* TASK OBJECTIVE
Rewrite the material below as a numbered list, one line per item, skipping blank lines and leaving out the pictures.

[Entries taken from a collection]
>>>

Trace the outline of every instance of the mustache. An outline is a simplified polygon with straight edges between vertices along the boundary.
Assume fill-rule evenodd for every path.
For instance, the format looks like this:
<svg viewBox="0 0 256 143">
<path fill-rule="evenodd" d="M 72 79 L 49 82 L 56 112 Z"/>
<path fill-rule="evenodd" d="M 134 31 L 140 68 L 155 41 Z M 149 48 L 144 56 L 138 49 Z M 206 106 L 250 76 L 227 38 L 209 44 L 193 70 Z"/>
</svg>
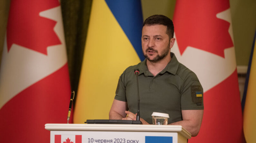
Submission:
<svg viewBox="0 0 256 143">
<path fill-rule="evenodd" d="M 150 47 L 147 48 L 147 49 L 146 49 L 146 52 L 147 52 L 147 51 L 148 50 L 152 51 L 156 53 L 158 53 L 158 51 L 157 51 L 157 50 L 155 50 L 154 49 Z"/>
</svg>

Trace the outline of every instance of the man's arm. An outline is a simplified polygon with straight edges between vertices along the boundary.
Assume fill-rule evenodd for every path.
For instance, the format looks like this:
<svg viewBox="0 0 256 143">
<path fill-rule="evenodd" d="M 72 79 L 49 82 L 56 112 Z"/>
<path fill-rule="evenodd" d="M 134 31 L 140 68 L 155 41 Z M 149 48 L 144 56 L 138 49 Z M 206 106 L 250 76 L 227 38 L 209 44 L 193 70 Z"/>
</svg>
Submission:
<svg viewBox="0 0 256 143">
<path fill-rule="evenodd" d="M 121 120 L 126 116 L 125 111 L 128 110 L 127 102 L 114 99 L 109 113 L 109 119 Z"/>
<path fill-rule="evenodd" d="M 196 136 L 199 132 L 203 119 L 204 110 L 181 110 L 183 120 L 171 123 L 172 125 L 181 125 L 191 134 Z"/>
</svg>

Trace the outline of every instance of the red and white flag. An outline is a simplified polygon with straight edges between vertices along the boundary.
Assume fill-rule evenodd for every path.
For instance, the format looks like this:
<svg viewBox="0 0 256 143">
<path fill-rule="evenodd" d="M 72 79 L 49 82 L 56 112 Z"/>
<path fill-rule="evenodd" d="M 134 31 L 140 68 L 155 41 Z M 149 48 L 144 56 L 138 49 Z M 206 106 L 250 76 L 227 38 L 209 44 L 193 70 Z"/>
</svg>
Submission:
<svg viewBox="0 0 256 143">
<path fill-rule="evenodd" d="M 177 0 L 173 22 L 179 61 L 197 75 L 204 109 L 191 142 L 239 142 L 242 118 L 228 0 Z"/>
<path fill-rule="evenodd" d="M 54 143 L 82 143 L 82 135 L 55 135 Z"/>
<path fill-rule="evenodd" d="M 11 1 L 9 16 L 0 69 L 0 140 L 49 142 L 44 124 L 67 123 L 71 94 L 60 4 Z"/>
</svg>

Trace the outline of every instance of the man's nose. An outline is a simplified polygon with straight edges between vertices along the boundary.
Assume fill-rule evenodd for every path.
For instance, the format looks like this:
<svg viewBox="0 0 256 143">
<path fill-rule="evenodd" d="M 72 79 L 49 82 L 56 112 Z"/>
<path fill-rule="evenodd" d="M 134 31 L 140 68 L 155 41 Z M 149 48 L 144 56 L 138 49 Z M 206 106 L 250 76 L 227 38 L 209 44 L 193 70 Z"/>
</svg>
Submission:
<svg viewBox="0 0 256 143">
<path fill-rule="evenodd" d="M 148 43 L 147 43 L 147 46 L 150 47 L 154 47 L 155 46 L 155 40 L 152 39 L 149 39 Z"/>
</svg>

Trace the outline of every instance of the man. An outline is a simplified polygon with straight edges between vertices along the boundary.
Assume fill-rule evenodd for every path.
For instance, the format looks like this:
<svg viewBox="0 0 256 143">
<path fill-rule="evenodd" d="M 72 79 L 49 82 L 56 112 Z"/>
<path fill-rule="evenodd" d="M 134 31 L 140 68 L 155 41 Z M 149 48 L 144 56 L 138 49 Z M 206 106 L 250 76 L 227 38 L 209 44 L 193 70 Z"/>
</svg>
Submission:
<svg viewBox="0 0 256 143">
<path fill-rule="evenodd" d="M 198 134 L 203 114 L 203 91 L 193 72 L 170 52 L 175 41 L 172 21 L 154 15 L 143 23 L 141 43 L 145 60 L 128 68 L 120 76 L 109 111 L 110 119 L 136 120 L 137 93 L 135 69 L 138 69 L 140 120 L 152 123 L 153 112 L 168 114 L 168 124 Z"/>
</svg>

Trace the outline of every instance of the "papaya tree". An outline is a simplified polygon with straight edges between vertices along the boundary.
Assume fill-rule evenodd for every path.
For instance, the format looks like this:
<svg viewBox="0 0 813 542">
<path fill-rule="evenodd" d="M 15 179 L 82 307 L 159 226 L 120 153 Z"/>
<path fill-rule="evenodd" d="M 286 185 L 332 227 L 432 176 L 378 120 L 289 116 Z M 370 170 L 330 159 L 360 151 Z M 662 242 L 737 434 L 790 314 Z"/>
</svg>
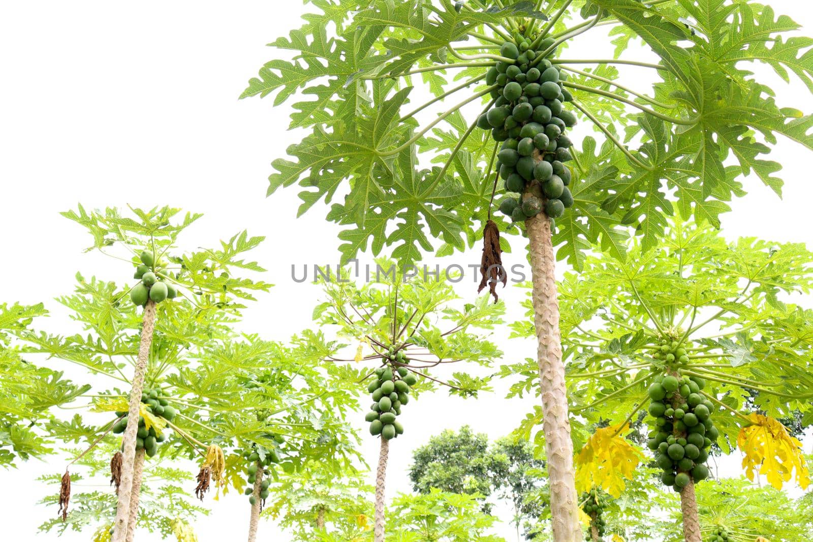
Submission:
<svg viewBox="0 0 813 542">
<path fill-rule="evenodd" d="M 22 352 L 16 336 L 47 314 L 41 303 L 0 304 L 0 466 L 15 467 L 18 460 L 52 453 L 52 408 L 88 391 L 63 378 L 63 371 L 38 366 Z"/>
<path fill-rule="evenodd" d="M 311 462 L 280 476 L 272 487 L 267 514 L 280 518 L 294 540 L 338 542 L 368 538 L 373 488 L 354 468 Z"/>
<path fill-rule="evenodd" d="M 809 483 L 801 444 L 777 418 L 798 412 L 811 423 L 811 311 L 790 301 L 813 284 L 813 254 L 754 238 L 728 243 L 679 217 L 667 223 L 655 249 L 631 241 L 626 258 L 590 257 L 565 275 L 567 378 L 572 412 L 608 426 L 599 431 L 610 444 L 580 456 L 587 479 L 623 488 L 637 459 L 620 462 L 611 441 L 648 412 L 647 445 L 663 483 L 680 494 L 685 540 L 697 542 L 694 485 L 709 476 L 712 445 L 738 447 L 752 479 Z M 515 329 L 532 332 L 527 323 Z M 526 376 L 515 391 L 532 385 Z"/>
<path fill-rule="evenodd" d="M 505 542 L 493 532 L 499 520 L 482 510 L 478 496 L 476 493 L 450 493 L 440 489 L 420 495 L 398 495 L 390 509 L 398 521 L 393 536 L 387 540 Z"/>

<<<

* RESULT BELOW
1. Trace the outline of every instance of the mustache. An outline is a simplified polygon with straight edges between vertices along the boundary.
2. Assume fill-rule evenodd for every path.
3. For instance, the format looks like this:
4. <svg viewBox="0 0 256 143">
5. <path fill-rule="evenodd" d="M 72 79 L 49 82 L 56 112 Z"/>
6. <path fill-rule="evenodd" d="M 134 31 L 140 68 L 155 41 Z M 149 48 L 144 56 L 138 49 Z M 206 106 L 250 76 L 227 38 L 209 44 L 193 70 Z"/>
7. </svg>
8. Submission:
9. <svg viewBox="0 0 256 143">
10. <path fill-rule="evenodd" d="M 150 47 L 147 48 L 147 49 L 146 49 L 146 52 L 147 52 L 147 51 L 148 50 L 152 51 L 156 53 L 158 53 L 158 51 L 157 51 L 157 50 L 155 50 L 154 49 Z"/>
11. </svg>
12. Trace the outline of every instance of the man's arm. An outline is a simplified polygon with straight edges between vertices along the boundary.
13. Assume fill-rule evenodd for every path.
14. For instance, the format looks like this:
15. <svg viewBox="0 0 256 143">
16. <path fill-rule="evenodd" d="M 72 79 L 49 82 L 56 112 Z"/>
17. <path fill-rule="evenodd" d="M 134 31 L 140 68 L 155 41 Z M 149 48 L 144 56 L 138 49 Z M 206 106 L 250 76 L 227 38 L 209 44 L 193 70 Z"/>
18. </svg>
19. Submission:
20. <svg viewBox="0 0 256 143">
21. <path fill-rule="evenodd" d="M 121 120 L 126 116 L 125 111 L 128 110 L 127 102 L 114 99 L 109 113 L 109 119 Z"/>
22. <path fill-rule="evenodd" d="M 196 136 L 199 132 L 203 119 L 204 110 L 181 110 L 183 120 L 171 123 L 172 125 L 181 125 L 191 134 Z"/>
23. </svg>
24. Trace the outline of every instance of the red and white flag. An outline is a simplified polygon with straight edges between vertices along the boundary.
25. Assume fill-rule evenodd for every path.
26. For instance, the format looks like this:
27. <svg viewBox="0 0 256 143">
28. <path fill-rule="evenodd" d="M 72 79 L 49 82 L 56 112 Z"/>
29. <path fill-rule="evenodd" d="M 134 31 L 140 68 L 155 41 Z M 149 48 L 144 56 L 138 49 Z M 206 106 L 250 76 L 227 38 L 209 44 L 193 70 Z"/>
30. </svg>
31. Submission:
32. <svg viewBox="0 0 256 143">
33. <path fill-rule="evenodd" d="M 177 0 L 173 22 L 179 61 L 197 75 L 204 109 L 191 142 L 239 142 L 242 118 L 228 0 Z"/>
34. <path fill-rule="evenodd" d="M 54 143 L 82 143 L 82 135 L 55 135 Z"/>
35. <path fill-rule="evenodd" d="M 11 1 L 9 16 L 0 69 L 0 140 L 49 142 L 44 124 L 67 123 L 71 94 L 60 4 Z"/>
36. </svg>
37. Trace the outline of every instance of the man's nose. An outline is a simplified polygon with straight edges between vertices along the boundary.
38. Assume fill-rule evenodd for every path.
39. For instance, the format looks like this:
40. <svg viewBox="0 0 256 143">
41. <path fill-rule="evenodd" d="M 72 79 L 49 82 L 56 112 Z"/>
42. <path fill-rule="evenodd" d="M 134 31 L 140 68 L 155 41 Z M 149 48 L 144 56 L 138 49 Z M 206 106 L 250 76 L 227 38 L 209 44 L 193 70 Z"/>
43. </svg>
44. Submission:
45. <svg viewBox="0 0 256 143">
46. <path fill-rule="evenodd" d="M 148 43 L 147 43 L 147 46 L 150 47 L 154 47 L 155 46 L 155 40 L 152 39 L 149 39 Z"/>
47. </svg>
48. Trace the outline of every instance of the man. An outline is a simplified polygon with straight edges between vertices along the boundary.
49. Assume fill-rule evenodd for every path.
50. For instance, the format looks like this:
51. <svg viewBox="0 0 256 143">
52. <path fill-rule="evenodd" d="M 72 79 L 49 82 L 56 112 Z"/>
53. <path fill-rule="evenodd" d="M 134 31 L 140 68 L 155 41 Z M 149 48 L 144 56 L 138 49 Z M 206 106 L 250 76 L 227 38 L 209 44 L 193 70 Z"/>
54. </svg>
55. Submission:
56. <svg viewBox="0 0 256 143">
57. <path fill-rule="evenodd" d="M 198 134 L 203 114 L 203 91 L 193 72 L 170 52 L 175 41 L 172 21 L 154 15 L 143 23 L 141 43 L 145 60 L 128 68 L 120 76 L 109 111 L 110 119 L 136 120 L 137 93 L 135 69 L 138 69 L 140 120 L 152 123 L 153 112 L 168 114 L 168 124 Z"/>
58. </svg>
59. Trace the outline of every instance of the "papaya tree". An outline is a simplified polygon with straight edges between vertices along the boundary.
60. Assume fill-rule evenodd for every path.
61. For instance, the format looks like this:
62. <svg viewBox="0 0 813 542">
63. <path fill-rule="evenodd" d="M 15 179 L 82 307 L 159 226 L 120 153 Z"/>
64. <path fill-rule="evenodd" d="M 286 185 L 332 227 L 432 176 L 378 120 L 289 116 Z M 370 170 L 330 159 L 360 151 Z M 662 242 L 737 434 L 790 314 Z"/>
65. </svg>
66. Submission:
67. <svg viewBox="0 0 813 542">
68. <path fill-rule="evenodd" d="M 22 352 L 16 336 L 47 314 L 41 303 L 0 304 L 0 466 L 15 467 L 18 460 L 52 453 L 52 408 L 88 391 L 63 378 L 63 371 L 38 366 Z"/>
69. <path fill-rule="evenodd" d="M 311 462 L 280 476 L 272 487 L 267 514 L 280 518 L 294 540 L 338 542 L 368 538 L 373 488 L 354 468 Z"/>
70. <path fill-rule="evenodd" d="M 809 483 L 801 444 L 777 418 L 798 412 L 811 423 L 811 311 L 790 301 L 813 284 L 813 254 L 754 238 L 728 243 L 679 217 L 667 223 L 655 249 L 631 241 L 626 258 L 590 257 L 565 275 L 567 378 L 572 412 L 608 426 L 599 431 L 610 444 L 580 456 L 587 479 L 623 488 L 637 459 L 620 462 L 611 441 L 648 412 L 647 445 L 663 483 L 680 494 L 685 540 L 697 542 L 694 485 L 709 476 L 712 445 L 738 447 L 752 479 Z M 515 329 L 532 332 L 527 323 Z M 526 376 L 515 391 L 532 385 Z"/>
71. <path fill-rule="evenodd" d="M 505 542 L 493 532 L 499 520 L 482 510 L 478 496 L 476 493 L 450 493 L 440 489 L 420 495 L 398 495 L 390 509 L 398 521 L 393 536 L 387 540 Z"/>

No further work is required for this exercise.